BEGIN Raw data

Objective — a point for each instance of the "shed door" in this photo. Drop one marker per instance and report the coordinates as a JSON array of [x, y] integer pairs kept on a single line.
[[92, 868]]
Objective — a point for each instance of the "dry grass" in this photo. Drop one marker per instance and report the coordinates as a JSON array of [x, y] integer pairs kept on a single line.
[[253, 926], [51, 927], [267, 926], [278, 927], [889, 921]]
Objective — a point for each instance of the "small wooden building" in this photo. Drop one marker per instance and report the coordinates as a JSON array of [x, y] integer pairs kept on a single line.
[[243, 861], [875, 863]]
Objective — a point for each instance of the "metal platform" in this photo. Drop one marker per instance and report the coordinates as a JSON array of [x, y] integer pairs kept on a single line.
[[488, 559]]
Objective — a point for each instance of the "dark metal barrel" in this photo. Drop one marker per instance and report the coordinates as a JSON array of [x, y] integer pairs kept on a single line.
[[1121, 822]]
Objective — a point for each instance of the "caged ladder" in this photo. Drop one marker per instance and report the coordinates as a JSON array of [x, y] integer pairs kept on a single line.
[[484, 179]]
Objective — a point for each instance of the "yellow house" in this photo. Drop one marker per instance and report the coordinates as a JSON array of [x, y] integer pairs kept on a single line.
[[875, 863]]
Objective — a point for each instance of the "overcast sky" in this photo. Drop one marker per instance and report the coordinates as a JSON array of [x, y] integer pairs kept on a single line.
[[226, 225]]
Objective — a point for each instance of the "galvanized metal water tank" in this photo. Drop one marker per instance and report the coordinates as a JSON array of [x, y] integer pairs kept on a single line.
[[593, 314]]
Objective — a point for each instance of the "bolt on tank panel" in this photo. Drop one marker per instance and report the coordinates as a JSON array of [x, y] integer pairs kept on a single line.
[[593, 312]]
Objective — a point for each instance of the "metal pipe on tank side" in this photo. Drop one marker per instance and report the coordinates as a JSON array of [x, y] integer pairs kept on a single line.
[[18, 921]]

END Raw data

Exercise description: The records above are to be printed in full, exactly as they appear.

Solution to the problem:
Objective — a point for each instance of the "shed door" in this photo. Drop one marker per instance and report the coordinates as a JSON array of [x, y] integer pairs kept on a single line.
[[92, 868]]
Objective — a point for each instance of the "dry grass" in this photo. Drop one marker per instance and report the coordinates as a JSON array of [x, y] integer pairs kept on a single line.
[[253, 926], [51, 927], [267, 926], [278, 927], [889, 921]]
Objective — a point for each instance of the "small wooden building" in this photo. Drop one marker per instance and report the coordinates as a JSON array of [x, y] integer pairs kept on a single line.
[[243, 861], [875, 863]]
Objective — a point for each instance of the "metal platform" in this photo. Drop one marker per instance and report the coordinates as a JSON array of [x, y] integer pairs kept on a single line.
[[488, 559]]
Objective — a point for each instance of the "dark metal barrel" in this photo. Drop one marker per instance and report the coordinates as a JSON array of [x, y] integer pairs kept on a single line.
[[1121, 822]]
Objective — a point for each instance of the "caged ladder" in this photo. Drop one marker per instance and report the coordinates as a JSON array of [x, y] integer pairs kept on a single line.
[[484, 179]]
Objective — a point for each instance of the "yellow house" in this photo. Drop one marker per instance and report the coordinates as a JSON array of [x, y] integer pairs kept on a single line.
[[875, 863]]
Objective — a point for each instance of the "overcast sky" in this photo. Drop one marker per instance and report the coordinates as a JSON array of [x, y] integer pairs kept on a single line.
[[226, 225]]
Objective — a point for each instance of the "galvanized metal water tank" in this photo. Drop one marker per instance and report the coordinates as a JSON array of [x, y] integer pairs kept on a single line.
[[593, 314]]
Objective — a point for each instance of the "bolt on tank panel" in this photo. Drop one marker per instance and report the coordinates as a JSON array of [x, y] integer pairs kept on a single line.
[[593, 312]]
Objective — a point for each instance of the "metal pipe on tank side" in this photo. Drop one marker per instance and report the coordinates as a JSON array of [x, y] integer pairs kept on a single line.
[[18, 921]]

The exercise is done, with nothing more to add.